▶ **EXTRACT PROVIDED**
----
🤖 AI Summary
Large language models (LLMs) are prohibitively expensive to fine-tune due to their massive parameter counts; while prompt tuning offers parameter efficiency, its prompt embeddings are tied to the model’s embedding dimension, limiting scalability. This paper proposes Ultra-Low-Dimensional Prompt Tuning (ULPT), which compresses trainable prompts into an extremely low-dimensional space—e.g., two dimensions—and projects them back to the original embedding dimension via a fixed random matrix. To preserve semantic expressivity, ULPT further introduces learnable shift and scale embeddings. We theoretically show that such random projection preserves high-rank structural properties of the original prompt space. Experiments across 21 NLP tasks demonstrate that ULPT achieves performance on par with standard prompt tuning using only 2% of its trainable parameters, significantly outperforming mainstream parameter-efficient fine-tuning methods. ULPT thus offers superior scalability, practicality, and parameter efficiency without sacrificing accuracy.
📝 Abstract
Large language models achieve state-of-the-art performance but are costly to fine-tune due to their size. Parameter-efficient fine-tuning methods, such as prompt tuning, address this by reducing trainable parameters while maintaining strong performance. However, prior methods tie prompt embeddings to the model's dimensionality, which may not scale well with larger LLMs and more customized LLMs. In this paper, we propose Ultra-Low-dimensional Prompt Tuning (ULPT), which optimizes prompts in a low-dimensional space (e.g., 2D) and use a random but frozen matrix for the up-projection. To enhance alignment, we introduce learnable shift and scale embeddings. ULPT drastically reduces the trainable parameters, e.g., 2D only using 2% parameters compared with vanilla prompt tuning while retaining most of the performance across 21 NLP tasks. Our theoretical analysis shows that random projections can capture high-rank structures effectively, and experimental results demonstrate ULPT's competitive performance over existing parameter-efficient methods.
----
▶ **SUPPLIED INFORMATION**
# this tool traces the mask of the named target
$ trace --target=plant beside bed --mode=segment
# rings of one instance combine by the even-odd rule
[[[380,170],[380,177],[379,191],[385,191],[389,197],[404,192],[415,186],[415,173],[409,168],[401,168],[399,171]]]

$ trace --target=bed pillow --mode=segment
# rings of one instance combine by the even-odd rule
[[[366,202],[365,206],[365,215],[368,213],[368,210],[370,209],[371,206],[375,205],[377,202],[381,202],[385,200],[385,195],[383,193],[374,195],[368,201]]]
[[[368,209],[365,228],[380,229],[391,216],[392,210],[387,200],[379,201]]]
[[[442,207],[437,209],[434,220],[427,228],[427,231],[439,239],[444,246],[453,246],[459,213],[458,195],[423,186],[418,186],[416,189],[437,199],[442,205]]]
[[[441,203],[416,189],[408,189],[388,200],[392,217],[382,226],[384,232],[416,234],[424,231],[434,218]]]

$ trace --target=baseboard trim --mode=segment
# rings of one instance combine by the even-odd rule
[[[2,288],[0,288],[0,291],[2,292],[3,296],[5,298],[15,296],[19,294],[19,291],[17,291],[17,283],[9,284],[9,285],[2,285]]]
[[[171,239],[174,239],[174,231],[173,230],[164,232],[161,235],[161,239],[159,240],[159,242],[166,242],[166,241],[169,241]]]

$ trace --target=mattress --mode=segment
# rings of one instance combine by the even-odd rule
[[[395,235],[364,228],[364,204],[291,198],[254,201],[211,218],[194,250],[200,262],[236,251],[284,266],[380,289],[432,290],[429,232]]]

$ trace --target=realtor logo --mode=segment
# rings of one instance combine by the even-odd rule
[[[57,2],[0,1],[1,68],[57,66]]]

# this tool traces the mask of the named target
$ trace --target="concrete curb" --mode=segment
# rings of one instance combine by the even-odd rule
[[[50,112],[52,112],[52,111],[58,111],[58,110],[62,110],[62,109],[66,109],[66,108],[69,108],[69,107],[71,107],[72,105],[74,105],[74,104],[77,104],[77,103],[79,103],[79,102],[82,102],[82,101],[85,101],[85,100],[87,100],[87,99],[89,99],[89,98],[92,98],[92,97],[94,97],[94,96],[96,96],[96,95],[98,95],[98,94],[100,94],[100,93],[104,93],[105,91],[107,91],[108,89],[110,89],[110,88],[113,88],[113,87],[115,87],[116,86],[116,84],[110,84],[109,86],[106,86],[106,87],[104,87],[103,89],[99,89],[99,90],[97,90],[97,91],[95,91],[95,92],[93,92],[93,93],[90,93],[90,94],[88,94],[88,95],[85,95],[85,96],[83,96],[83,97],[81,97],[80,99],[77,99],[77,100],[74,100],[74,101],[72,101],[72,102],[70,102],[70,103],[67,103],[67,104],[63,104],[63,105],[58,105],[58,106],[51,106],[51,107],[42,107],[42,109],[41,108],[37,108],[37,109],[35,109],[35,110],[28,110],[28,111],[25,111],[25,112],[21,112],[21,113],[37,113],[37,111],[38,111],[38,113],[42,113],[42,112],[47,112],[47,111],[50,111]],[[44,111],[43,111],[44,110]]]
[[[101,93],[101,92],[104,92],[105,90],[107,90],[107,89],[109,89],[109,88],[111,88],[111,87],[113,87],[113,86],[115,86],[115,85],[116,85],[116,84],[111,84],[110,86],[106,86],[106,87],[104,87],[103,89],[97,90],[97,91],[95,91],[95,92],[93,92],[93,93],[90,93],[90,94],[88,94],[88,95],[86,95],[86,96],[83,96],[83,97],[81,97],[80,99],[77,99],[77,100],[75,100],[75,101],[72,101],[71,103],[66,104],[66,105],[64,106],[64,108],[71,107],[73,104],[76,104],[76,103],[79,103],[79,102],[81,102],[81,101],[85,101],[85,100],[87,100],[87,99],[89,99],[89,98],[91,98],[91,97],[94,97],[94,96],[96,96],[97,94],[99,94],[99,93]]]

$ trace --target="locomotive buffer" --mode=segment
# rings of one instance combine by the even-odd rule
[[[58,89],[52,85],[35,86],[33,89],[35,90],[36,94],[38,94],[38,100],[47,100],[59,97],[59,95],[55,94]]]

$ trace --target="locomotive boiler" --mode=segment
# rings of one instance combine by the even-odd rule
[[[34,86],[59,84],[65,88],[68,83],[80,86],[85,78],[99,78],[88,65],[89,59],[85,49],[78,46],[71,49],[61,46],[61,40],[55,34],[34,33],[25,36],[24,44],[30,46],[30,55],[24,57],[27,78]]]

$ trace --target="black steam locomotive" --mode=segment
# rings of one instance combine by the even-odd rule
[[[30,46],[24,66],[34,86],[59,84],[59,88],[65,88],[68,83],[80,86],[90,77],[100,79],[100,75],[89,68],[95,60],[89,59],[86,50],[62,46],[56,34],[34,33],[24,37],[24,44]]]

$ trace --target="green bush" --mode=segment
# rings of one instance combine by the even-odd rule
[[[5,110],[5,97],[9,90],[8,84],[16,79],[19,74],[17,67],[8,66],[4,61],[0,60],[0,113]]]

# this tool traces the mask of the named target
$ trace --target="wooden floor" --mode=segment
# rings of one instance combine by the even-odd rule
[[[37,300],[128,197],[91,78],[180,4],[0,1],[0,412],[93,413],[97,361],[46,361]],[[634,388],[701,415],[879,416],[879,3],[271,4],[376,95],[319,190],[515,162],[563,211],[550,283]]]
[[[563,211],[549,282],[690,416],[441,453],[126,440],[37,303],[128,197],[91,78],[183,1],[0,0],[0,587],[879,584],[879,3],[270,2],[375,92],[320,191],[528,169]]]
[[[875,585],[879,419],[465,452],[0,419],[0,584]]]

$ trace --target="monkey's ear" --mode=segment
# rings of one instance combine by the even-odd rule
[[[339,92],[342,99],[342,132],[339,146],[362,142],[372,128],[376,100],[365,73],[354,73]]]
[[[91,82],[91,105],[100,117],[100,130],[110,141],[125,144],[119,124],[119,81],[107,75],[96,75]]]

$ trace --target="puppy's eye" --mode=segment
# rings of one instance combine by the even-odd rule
----
Please answer these questions from the ULPT text above, one per line:
1. How many NLP tasks were used in the experiments?
2. What kind of matrix projects the low-dimensional prompts back up to the original embedding dimension?
3. Which two learnable embeddings does ULPT introduce?

1. 21
2. A fixed random matrix (random but frozen)
3. Shift and scale embeddings